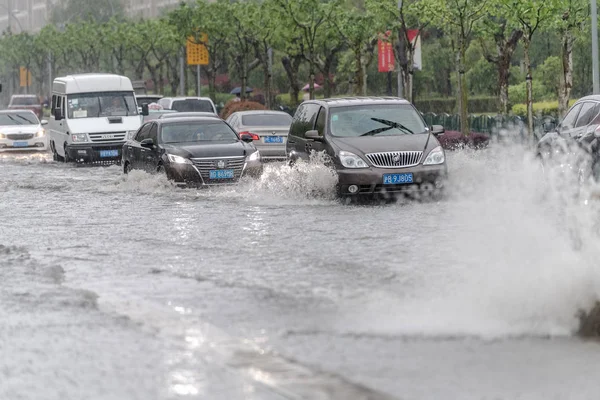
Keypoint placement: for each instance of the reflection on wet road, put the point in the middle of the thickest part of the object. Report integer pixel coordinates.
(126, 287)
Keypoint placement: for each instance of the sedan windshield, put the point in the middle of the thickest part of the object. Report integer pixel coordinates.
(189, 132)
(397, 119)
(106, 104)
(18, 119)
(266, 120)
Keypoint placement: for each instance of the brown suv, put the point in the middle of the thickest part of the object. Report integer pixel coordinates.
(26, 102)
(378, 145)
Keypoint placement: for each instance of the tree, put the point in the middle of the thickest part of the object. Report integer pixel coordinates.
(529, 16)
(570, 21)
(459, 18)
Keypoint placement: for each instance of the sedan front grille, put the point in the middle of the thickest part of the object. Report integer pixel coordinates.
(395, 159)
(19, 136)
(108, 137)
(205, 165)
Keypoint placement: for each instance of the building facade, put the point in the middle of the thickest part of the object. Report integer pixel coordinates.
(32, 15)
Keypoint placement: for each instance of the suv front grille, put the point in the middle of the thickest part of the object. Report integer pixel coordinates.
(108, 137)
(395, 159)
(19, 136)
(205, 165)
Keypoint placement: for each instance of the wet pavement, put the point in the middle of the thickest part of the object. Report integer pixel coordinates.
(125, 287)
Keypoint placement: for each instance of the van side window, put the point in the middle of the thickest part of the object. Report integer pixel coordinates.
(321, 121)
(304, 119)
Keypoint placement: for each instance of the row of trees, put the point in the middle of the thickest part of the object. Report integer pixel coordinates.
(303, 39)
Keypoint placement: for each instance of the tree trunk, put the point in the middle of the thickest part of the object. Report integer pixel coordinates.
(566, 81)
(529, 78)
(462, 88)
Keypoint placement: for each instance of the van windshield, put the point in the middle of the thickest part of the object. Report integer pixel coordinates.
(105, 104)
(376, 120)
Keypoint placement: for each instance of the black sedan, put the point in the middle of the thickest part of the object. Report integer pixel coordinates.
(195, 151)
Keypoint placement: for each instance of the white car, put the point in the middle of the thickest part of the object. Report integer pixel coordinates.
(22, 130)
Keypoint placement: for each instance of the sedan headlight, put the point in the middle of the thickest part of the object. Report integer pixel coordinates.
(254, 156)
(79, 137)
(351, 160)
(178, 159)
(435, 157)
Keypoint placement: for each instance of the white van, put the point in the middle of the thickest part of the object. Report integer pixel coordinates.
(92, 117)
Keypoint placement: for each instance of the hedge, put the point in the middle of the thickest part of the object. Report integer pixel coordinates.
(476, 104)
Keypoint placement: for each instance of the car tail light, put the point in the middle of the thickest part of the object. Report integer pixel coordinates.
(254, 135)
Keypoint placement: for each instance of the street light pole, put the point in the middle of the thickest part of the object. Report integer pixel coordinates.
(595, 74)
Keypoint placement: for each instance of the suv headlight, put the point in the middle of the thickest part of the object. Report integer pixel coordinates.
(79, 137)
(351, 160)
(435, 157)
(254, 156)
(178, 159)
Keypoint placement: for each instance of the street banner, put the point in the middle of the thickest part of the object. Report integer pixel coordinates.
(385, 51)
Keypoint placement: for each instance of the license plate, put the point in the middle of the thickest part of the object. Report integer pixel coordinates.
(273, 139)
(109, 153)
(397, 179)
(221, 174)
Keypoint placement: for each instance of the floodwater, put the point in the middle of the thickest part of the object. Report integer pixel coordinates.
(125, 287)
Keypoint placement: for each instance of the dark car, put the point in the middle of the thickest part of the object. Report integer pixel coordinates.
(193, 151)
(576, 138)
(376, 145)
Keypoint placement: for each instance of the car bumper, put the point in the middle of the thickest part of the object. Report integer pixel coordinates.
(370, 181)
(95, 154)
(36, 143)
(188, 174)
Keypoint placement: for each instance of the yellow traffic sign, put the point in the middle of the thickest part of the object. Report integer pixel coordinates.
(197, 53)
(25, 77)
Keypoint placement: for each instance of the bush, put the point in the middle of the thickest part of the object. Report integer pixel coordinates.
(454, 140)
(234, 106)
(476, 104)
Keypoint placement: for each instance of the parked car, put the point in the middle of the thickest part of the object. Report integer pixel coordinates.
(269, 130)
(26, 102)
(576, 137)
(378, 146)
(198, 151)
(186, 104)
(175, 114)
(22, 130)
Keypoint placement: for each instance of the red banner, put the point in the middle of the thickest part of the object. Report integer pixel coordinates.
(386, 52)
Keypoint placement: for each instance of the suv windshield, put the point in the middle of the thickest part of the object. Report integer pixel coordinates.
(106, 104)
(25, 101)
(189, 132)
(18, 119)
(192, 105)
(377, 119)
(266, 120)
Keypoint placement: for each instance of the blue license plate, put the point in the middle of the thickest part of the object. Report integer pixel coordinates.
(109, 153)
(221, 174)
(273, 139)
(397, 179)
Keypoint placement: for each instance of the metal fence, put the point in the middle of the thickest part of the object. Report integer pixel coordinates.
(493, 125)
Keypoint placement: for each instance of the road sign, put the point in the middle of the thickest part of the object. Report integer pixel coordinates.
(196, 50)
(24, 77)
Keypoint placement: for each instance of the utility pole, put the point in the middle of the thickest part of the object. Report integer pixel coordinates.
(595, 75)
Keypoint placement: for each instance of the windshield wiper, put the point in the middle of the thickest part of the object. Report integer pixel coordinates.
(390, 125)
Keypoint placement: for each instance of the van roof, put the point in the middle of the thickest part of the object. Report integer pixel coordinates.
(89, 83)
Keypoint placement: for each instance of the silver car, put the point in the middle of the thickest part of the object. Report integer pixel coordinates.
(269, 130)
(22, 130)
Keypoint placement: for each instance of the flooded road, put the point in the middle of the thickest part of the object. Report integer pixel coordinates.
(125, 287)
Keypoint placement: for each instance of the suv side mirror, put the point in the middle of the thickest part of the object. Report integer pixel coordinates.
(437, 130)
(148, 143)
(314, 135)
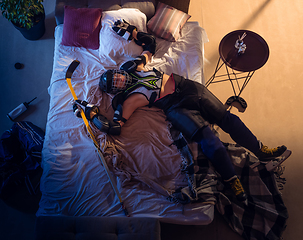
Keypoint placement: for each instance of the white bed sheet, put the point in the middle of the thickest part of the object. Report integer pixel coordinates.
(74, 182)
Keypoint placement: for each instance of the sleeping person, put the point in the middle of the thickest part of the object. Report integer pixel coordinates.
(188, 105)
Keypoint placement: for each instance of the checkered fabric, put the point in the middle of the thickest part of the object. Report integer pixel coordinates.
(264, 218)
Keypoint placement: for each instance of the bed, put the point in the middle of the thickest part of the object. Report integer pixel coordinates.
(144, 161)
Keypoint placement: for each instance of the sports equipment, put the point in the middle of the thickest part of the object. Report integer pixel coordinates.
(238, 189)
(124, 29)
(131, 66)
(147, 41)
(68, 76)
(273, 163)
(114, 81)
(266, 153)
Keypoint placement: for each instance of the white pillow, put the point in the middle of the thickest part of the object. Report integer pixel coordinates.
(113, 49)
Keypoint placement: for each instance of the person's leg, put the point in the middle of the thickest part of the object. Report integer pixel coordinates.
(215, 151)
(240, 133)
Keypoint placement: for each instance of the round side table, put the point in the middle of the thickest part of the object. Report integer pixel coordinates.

==========

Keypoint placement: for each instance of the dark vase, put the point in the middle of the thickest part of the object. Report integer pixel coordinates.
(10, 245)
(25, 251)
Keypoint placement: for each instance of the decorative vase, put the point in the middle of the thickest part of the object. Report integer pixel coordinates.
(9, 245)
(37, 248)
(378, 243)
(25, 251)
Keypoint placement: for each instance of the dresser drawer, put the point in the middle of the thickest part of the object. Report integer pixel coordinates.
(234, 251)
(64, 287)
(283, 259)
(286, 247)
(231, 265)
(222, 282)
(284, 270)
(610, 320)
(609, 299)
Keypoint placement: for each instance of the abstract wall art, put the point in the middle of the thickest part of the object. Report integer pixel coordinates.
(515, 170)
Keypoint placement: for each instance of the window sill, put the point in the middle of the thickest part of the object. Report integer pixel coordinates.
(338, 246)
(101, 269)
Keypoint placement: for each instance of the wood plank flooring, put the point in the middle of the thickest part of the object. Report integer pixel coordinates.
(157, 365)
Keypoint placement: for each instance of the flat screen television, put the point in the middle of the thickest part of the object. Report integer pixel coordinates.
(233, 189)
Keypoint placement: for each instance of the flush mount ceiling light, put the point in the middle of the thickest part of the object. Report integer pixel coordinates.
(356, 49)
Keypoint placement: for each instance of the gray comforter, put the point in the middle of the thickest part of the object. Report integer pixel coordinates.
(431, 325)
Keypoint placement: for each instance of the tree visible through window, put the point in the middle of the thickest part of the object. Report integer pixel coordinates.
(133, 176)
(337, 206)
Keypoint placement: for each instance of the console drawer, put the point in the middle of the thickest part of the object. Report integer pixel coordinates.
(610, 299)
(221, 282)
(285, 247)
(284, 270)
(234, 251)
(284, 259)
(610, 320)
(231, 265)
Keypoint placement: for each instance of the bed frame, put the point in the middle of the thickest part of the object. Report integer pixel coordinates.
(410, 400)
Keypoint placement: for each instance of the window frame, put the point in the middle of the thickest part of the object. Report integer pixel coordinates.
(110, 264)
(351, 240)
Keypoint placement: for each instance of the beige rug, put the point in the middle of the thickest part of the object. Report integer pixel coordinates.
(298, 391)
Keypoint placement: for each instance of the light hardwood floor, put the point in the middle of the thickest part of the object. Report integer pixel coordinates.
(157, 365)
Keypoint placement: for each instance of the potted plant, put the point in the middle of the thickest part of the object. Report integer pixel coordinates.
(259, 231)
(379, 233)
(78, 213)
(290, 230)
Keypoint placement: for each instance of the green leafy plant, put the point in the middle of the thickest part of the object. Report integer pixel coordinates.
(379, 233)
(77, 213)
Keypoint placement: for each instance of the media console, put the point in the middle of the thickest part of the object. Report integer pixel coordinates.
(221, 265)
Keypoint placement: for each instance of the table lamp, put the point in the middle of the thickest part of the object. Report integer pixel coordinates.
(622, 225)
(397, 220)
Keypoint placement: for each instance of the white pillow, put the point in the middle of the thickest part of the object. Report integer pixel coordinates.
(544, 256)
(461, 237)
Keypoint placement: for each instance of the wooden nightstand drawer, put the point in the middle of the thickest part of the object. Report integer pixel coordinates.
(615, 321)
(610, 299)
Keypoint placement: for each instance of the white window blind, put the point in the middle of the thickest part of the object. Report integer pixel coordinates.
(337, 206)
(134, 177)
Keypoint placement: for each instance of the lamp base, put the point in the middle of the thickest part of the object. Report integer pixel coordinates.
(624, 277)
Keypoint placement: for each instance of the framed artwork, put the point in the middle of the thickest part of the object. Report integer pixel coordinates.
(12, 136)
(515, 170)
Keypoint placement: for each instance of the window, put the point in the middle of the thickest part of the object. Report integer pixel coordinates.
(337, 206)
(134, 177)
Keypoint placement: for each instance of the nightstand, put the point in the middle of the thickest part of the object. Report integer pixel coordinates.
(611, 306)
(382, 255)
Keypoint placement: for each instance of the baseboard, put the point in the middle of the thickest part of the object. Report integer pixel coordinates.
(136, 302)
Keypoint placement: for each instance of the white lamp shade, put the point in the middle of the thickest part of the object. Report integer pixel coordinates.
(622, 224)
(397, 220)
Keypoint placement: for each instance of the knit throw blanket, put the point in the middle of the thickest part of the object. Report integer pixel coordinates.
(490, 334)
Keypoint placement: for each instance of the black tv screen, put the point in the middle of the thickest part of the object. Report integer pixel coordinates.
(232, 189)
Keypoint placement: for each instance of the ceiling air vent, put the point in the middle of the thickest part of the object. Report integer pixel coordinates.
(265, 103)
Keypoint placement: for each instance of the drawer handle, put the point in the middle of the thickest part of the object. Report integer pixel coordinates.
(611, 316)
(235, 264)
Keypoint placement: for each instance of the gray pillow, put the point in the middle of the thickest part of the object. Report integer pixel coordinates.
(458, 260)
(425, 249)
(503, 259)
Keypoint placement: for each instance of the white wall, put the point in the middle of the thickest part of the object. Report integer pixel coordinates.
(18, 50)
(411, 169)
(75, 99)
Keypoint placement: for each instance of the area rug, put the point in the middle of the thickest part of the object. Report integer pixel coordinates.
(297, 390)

==========

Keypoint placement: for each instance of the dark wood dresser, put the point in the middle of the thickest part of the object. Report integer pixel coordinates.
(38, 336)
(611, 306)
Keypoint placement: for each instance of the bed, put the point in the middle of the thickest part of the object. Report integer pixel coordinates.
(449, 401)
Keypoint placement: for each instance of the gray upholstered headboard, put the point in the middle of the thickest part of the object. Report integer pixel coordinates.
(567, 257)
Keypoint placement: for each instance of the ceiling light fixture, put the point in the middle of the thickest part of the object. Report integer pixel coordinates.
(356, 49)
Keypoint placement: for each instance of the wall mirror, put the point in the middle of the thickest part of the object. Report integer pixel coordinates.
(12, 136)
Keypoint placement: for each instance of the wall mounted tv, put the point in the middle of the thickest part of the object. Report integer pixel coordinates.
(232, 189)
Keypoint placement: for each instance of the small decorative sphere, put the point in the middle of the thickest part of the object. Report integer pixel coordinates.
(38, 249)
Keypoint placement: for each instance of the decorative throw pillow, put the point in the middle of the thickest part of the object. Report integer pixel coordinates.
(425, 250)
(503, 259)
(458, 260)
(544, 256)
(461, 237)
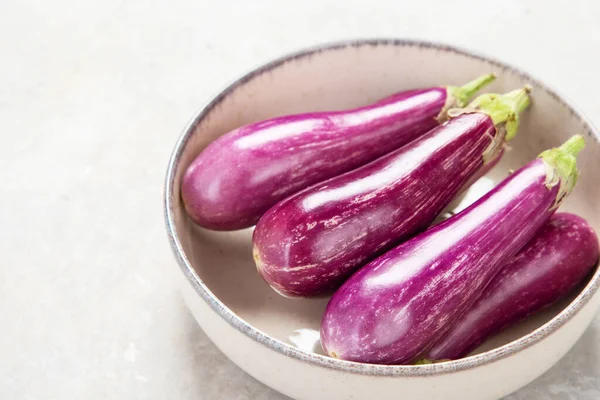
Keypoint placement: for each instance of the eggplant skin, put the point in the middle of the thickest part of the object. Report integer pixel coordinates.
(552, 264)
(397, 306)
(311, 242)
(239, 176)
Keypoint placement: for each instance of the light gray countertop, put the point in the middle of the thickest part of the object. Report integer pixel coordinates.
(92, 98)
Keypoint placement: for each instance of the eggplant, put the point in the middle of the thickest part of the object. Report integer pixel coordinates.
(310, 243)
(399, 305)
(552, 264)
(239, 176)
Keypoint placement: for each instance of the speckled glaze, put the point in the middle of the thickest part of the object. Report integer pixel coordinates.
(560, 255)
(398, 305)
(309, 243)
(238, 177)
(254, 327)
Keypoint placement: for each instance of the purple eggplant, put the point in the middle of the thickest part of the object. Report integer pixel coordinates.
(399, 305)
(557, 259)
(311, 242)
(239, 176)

==========

Pull out every line in the data above that contains the string "sedan", treating uppercase and lowercase letters as different.

Keypoint placement: for each instance of the sedan windshield, put the point in the middle of the thickest part of the object. Report integer pixel coordinates.
Keypoint placement: for each instance of the sedan front grille, put the point in the middle of the thickest part of the object. Report integer pixel coordinates.
Keypoint placement: for each instance of the black sedan, put the point in the middle of the thickest part of the object. Report integer pixel coordinates.
Keypoint placement: for each instance of the sedan headlight, put the point in the middle of the thickest part of the object. Report integer pixel coordinates.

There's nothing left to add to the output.